--- Data listing Enclosed Below ---

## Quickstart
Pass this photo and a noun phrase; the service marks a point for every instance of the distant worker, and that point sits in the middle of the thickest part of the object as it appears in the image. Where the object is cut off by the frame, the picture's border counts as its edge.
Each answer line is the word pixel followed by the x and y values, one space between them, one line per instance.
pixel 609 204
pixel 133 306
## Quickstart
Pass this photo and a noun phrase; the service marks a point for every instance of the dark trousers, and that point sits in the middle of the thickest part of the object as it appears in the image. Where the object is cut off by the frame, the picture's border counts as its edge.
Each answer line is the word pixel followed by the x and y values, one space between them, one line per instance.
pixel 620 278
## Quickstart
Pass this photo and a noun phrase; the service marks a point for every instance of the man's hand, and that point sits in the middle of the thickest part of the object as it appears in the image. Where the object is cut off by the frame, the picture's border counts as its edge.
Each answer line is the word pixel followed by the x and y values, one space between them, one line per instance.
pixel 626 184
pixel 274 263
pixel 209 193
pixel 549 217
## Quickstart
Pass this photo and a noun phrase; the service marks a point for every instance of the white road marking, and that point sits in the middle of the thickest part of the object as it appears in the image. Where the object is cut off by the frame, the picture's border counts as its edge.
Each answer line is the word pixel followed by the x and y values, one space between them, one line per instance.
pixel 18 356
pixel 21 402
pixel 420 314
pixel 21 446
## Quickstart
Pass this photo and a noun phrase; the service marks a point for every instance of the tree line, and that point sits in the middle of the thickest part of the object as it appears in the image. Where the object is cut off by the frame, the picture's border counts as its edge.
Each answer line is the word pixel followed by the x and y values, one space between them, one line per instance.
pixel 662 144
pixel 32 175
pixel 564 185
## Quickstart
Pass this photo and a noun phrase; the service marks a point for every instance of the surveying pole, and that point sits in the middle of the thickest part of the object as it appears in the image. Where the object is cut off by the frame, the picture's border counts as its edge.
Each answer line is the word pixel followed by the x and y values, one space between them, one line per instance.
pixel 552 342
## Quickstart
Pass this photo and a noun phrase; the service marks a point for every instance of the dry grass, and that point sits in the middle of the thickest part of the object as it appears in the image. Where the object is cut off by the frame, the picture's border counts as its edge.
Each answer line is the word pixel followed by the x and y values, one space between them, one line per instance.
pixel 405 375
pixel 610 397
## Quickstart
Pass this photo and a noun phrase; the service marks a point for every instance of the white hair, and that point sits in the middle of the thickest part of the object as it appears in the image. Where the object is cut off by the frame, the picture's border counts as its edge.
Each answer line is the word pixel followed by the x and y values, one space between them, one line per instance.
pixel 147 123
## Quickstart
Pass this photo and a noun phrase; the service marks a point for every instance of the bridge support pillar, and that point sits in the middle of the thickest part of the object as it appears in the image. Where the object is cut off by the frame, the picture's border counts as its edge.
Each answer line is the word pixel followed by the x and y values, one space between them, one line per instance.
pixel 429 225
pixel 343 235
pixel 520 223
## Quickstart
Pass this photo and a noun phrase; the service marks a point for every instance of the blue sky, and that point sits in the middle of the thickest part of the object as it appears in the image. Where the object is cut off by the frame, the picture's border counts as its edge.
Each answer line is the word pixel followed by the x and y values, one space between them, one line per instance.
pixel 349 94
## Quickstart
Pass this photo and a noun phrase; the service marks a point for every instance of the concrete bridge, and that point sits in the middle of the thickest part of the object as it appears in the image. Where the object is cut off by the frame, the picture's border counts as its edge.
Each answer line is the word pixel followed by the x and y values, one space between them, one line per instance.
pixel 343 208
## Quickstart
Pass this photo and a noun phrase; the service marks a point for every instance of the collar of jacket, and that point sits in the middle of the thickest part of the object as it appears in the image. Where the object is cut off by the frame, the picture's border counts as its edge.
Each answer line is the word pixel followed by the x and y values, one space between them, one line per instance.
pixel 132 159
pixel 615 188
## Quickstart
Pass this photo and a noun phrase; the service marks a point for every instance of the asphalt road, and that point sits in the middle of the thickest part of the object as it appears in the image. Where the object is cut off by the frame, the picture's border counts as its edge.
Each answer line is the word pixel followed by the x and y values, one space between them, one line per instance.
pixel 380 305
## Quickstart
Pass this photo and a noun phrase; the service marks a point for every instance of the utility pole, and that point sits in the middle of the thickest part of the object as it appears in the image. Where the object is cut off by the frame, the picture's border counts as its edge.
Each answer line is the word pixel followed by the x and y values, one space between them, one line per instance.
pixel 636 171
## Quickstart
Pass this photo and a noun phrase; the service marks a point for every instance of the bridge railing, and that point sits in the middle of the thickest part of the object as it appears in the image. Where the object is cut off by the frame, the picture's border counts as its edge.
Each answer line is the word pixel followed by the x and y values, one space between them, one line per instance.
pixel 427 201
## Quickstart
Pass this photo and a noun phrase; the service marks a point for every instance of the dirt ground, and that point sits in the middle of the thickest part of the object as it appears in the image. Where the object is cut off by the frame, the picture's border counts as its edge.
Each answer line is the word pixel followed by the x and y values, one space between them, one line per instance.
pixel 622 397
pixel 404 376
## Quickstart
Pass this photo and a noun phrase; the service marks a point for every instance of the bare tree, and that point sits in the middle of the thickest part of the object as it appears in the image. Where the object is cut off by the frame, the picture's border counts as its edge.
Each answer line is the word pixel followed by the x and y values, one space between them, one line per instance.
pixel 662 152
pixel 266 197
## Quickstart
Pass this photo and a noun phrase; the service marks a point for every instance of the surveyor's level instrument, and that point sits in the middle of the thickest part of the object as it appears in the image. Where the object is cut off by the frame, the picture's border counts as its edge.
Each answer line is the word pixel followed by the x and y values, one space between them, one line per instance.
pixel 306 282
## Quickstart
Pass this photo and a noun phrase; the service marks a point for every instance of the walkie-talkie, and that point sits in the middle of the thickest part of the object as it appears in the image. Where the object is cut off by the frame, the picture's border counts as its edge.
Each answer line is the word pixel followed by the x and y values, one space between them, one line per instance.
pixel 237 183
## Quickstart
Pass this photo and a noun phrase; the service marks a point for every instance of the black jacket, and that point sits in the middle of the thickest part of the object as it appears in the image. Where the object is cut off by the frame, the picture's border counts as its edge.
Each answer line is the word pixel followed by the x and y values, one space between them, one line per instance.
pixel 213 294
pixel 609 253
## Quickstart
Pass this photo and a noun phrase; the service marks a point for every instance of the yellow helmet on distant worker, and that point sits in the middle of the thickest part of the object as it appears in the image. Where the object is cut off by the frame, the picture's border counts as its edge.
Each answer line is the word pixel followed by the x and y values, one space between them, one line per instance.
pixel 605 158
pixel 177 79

--- End of Enclosed Data listing ---

◆ Problem to work on ◆
All entries should be given again precisely as they appear above.

◆ Written solution ◆
## Quickstart
Pass this photo and a noun phrase; the service marks a point for every instance of the distant worker, and that point sits in the middle of the thickest part of the object as it appears in the image. Where the object is cut off by the frame, the picture's border counts as its edge.
Each answer line is the word pixel followed by the x and y values, one space between them, one line per instance.
pixel 609 204
pixel 133 306
## Quickstart
Pass this photo and a noun phrase; the service marks a point for every instance of the dark trousers, and that point sits in the middle of the thickest part of the object as it appears in the image. Where the object is cut off by the frame, the picture's border counts as its edge.
Each answer line is the word pixel followed by the x and y values, one space between them, one line per instance.
pixel 620 278
## Quickstart
Pass this photo and a noun phrase; the service marks a point for every instance of the man's hand, and that point sits in the middle of the thickest part of the object as it appears in the image. Where the object is cut off by the frame, the picture's border counts as its edge.
Each answer line is the word pixel followed by the x and y values, one space between them, one line per instance.
pixel 626 184
pixel 274 263
pixel 209 193
pixel 549 217
## Quickstart
Pass this photo and a noun phrase; the service marks a point for every instance of the white road marking, and that point sits in the middle of the thickest part of the object as it appears in the image. Where the object is cut off by the frame, the picture's border counts as its edge.
Each answer line is the word pixel followed by the x and y values, one space between them, one line per instance.
pixel 18 356
pixel 21 402
pixel 420 314
pixel 21 446
## Quickstart
Pass this photo and a noun phrase; the service marks a point for every instance of the tree line, and that point sits in the middle of the thickest part of the object as it appears in the image. Where the object is cut off by the frame, the picture's border counts as its edge.
Each answer line is the word pixel followed by the x and y values, one space between them, one line per instance.
pixel 662 144
pixel 32 175
pixel 564 185
## Quickstart
Pass this photo and a noun phrase; the service marks a point for every instance of the surveying pole, and that point sits in the middle of the thickest part of the object as it appears in the image. Where the object is cut off by the frame, the picture's border counts as its edge.
Each answer line is the word pixel followed by the x and y values, one space between them, one line per instance.
pixel 552 342
## Quickstart
Pass this photo and a noun phrase; the service marks a point for every instance of the dry grass, and that point sits in the middle of the thickest part of the object as it appears in the image. Where the object is cut off by the frame, the picture's border counts as its edge.
Each answer line is the word pixel followed by the x and y values, one space between them, one line per instance.
pixel 405 375
pixel 610 397
## Quickstart
Pass this photo and a noun phrase; the service marks a point for every instance of the white hair, and that point sits in the middle of the thickest part of the object as it appears in the image. Where the object is cut off by the frame, the picture's border counts as its edge.
Each answer line is the word pixel followed by the x and y values, one space between them, one line per instance.
pixel 147 123
## Quickstart
Pass this photo and a noun phrase; the service marks a point for every instance of the bridge support pillar, and that point sits in the middle of the thickest part of the object as it appears in the image. Where the object is cut off by the frame, the picture's border counts as its edge.
Each answer line is the word pixel followed by the x and y values, one space between them, one line per instance.
pixel 429 225
pixel 343 235
pixel 520 223
## Quickstart
Pass this photo and a noun phrase; the service marks a point for every instance of the blue sky, and that point sits in the middle of the thickest part of the object as it appears in the image. Where the object is cut off by the frame, the picture's border counts as its edge.
Each answer line is the word pixel followed by the x and y values, one space between them, one line per instance.
pixel 349 94
## Quickstart
Pass this photo and a noun phrase; the service marks a point for every instance of the concrete bridge, and that point sits in the middle of the thickest part of the object as it appears in the image. Where the object is cut off by the frame, the picture's border counts as its edge.
Each answer line is the word pixel followed by the x and y values, one space between them, one line per instance.
pixel 343 208
## Quickstart
Pass this photo and a noun phrase; the service marks a point for every instance of the collar of jacket, and that point sits in the middle of the thickest part of the object as it appears in the image. Where the object is cut off by the frame, the picture's border counts as its edge.
Each answer line is the word pixel followed by the x and y values, one space between them, one line per instance.
pixel 132 159
pixel 615 188
## Quickstart
Pass this photo and a noun phrase; the service marks a point for every instance of the asphalt road, and that point sits in the middle of the thickest part of the object as it appears in the image. Where the object is cut off by the frame, the picture's border counts as its edge.
Each answer line is the word pixel followed by the x and y values, one space between them, one line per instance.
pixel 380 305
## Quickstart
Pass this photo and a noun phrase; the service marks a point for every instance of the utility pole, and that point sits in the middle of the thickest part of the object as it appears in the image. Where the object is cut off by the frame, the picture's border counts as its edge.
Each answer line is the word pixel followed by the x and y values, one space between them, one line per instance.
pixel 636 171
## Quickstart
Pass this photo and a noun phrase; the service marks a point for every instance of the bridge railing, and that point sits in the middle of the thickest part of the object as it appears in the image. Where the object is cut off by the frame, the picture's border counts as its edge.
Each answer line is the word pixel followed by the x and y values, one space between them, one line per instance.
pixel 427 201
## Quickstart
Pass this photo and a noun phrase; the service marks a point for every instance of the dirt ground, and that point sits in the middle of the thickest part of the object as it appears in the image. Where the object is cut off by the frame, the picture's border counts as its edge.
Each answer line is the word pixel followed by the x and y values, one space between them, one line per instance.
pixel 622 397
pixel 404 376
## Quickstart
Pass this photo and a noun phrase; the service marks a point for every instance of the bare tree, and that point sits in the middle of the thickest part of the object as it appears in the image. Where the object is cut off by the frame, the picture's border counts as its edge.
Each answer line is the word pixel followed by the x and y values, one space between them, one line per instance.
pixel 662 152
pixel 266 197
## Quickstart
Pass this photo and a noun phrase; the service marks a point for every instance of the surveyor's level instrument, and that point sits in the middle of the thickest part of the object as it appears in the image. Where the object is cut off by the frame, the picture's border counts as its edge.
Each answer line is the word pixel followed by the x and y values, one space between them, one line per instance.
pixel 306 282
## Quickstart
Pass this photo and a noun phrase; the service marks a point for every instance of the walkie-talkie, and that point sits in the middle of the thickest part of the object as it appears in the image. Where the object is cut off by the frame, the picture's border counts as its edge.
Each answer line is the word pixel followed by the x and y values, one space between them, one line per instance.
pixel 237 183
## Quickstart
Pass this photo and a noun phrase; the service marks a point for every instance of the black jacket, and that point sits in the middle of the thickest part of the object as it appears in the image. Where the object is cut off by the frame, the picture's border counts as its edge.
Each answer line is the word pixel followed by the x and y values, one space between them, one line per instance.
pixel 213 294
pixel 609 253
## Quickstart
Pass this photo and a noun phrase; the service marks a point for every instance of the yellow helmet on distant worker, and that point sits in the middle of the thickest part of the object as it appears in the image. Where the object is cut off by the frame, the picture's border counts as its edge.
Each answer line is the word pixel followed by the x and y values, one space between them, one line per instance.
pixel 605 158
pixel 177 79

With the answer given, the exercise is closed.